Data section |

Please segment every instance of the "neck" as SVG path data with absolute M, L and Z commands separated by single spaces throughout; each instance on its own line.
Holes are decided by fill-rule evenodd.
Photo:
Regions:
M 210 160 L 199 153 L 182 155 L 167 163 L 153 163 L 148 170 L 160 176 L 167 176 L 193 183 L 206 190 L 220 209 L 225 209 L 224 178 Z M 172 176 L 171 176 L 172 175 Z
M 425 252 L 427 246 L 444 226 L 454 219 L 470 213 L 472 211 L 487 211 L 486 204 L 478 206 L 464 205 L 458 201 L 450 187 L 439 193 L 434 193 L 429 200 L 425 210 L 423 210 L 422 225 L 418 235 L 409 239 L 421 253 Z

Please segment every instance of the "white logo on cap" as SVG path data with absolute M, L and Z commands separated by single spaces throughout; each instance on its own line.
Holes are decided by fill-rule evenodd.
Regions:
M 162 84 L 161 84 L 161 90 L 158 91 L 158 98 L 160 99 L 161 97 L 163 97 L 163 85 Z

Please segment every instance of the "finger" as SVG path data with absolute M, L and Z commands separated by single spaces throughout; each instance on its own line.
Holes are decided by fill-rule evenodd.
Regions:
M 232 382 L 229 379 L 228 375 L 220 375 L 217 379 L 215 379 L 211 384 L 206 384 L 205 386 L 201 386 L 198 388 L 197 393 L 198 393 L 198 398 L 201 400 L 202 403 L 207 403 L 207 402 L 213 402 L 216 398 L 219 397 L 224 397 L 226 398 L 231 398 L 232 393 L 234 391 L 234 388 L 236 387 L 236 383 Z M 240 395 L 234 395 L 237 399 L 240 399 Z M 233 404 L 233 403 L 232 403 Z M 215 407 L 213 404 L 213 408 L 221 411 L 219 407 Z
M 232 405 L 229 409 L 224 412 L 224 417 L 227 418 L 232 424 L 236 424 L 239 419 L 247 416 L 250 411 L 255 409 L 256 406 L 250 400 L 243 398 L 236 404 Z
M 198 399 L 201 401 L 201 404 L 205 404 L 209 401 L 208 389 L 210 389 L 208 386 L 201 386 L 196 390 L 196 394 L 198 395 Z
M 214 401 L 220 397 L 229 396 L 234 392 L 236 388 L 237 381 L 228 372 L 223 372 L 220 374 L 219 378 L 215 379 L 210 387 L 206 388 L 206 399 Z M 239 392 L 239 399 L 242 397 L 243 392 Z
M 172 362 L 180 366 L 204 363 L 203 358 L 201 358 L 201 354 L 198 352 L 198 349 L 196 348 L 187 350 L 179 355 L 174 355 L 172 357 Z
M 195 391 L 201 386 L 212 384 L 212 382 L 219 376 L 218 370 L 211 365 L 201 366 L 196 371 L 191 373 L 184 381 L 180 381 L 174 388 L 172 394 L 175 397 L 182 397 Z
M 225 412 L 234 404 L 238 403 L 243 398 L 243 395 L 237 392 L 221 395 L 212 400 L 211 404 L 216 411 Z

Your assignment |
Copy out all the entries shown above, character for character.

Output below |
Please segment every instance of the "neck" as SVG path data with absolute M, L and Z commands separated by single spaces throughout; each instance on its own line.
Holes are decided by fill-rule evenodd.
Photo:
Regions:
M 210 160 L 199 153 L 182 155 L 167 163 L 153 163 L 148 170 L 160 176 L 167 176 L 193 183 L 206 190 L 220 209 L 225 209 L 224 178 Z M 172 176 L 171 176 L 172 175 Z
M 425 252 L 427 246 L 444 226 L 454 219 L 470 213 L 472 211 L 487 211 L 486 204 L 478 206 L 464 205 L 458 201 L 450 187 L 439 193 L 434 193 L 429 200 L 425 210 L 423 210 L 422 225 L 418 235 L 409 239 L 421 253 Z

Please segment every instance of the "white logo on cap" as SVG path data with absolute M, L and Z commands separated by single spaces throughout; each instance on its own line.
Holes are decided by fill-rule evenodd.
Regions:
M 162 84 L 161 84 L 161 90 L 158 91 L 158 98 L 160 99 L 161 97 L 163 97 L 163 85 Z

Please segment every instance of the "finger" as SVG path data with absolute M, L and Z commands separated by single spaces throughout; each instance on its own line.
Holes are decided by fill-rule evenodd.
Regions:
M 232 382 L 229 379 L 228 375 L 220 375 L 217 379 L 215 379 L 211 384 L 206 384 L 205 386 L 201 386 L 198 388 L 197 393 L 198 393 L 198 398 L 201 400 L 202 403 L 207 403 L 207 402 L 213 402 L 216 398 L 219 397 L 224 397 L 226 398 L 231 398 L 232 393 L 234 391 L 234 388 L 236 387 L 236 383 Z M 240 395 L 234 395 L 237 399 L 240 399 Z M 233 404 L 233 403 L 232 403 Z M 215 407 L 213 404 L 213 408 L 221 411 L 219 407 Z
M 232 405 L 229 409 L 224 412 L 224 417 L 227 418 L 232 424 L 236 424 L 239 419 L 247 416 L 250 411 L 255 409 L 256 406 L 250 400 L 243 398 L 236 404 Z
M 198 399 L 201 401 L 201 404 L 205 404 L 209 401 L 208 389 L 210 389 L 208 386 L 201 386 L 196 390 L 196 394 L 198 395 Z
M 214 401 L 220 397 L 229 396 L 234 392 L 236 388 L 237 381 L 228 372 L 223 372 L 220 374 L 219 378 L 215 379 L 210 387 L 206 388 L 206 399 Z M 239 392 L 239 399 L 242 397 L 243 392 Z
M 172 362 L 180 366 L 204 363 L 203 358 L 201 358 L 201 354 L 198 352 L 198 349 L 196 348 L 187 350 L 179 355 L 174 355 L 172 357 Z
M 195 391 L 201 386 L 212 384 L 212 382 L 219 376 L 218 370 L 211 365 L 201 366 L 196 371 L 191 373 L 184 381 L 180 381 L 174 388 L 172 394 L 175 397 L 182 397 Z
M 225 412 L 234 404 L 238 403 L 243 398 L 243 395 L 237 392 L 221 395 L 212 400 L 211 404 L 216 411 Z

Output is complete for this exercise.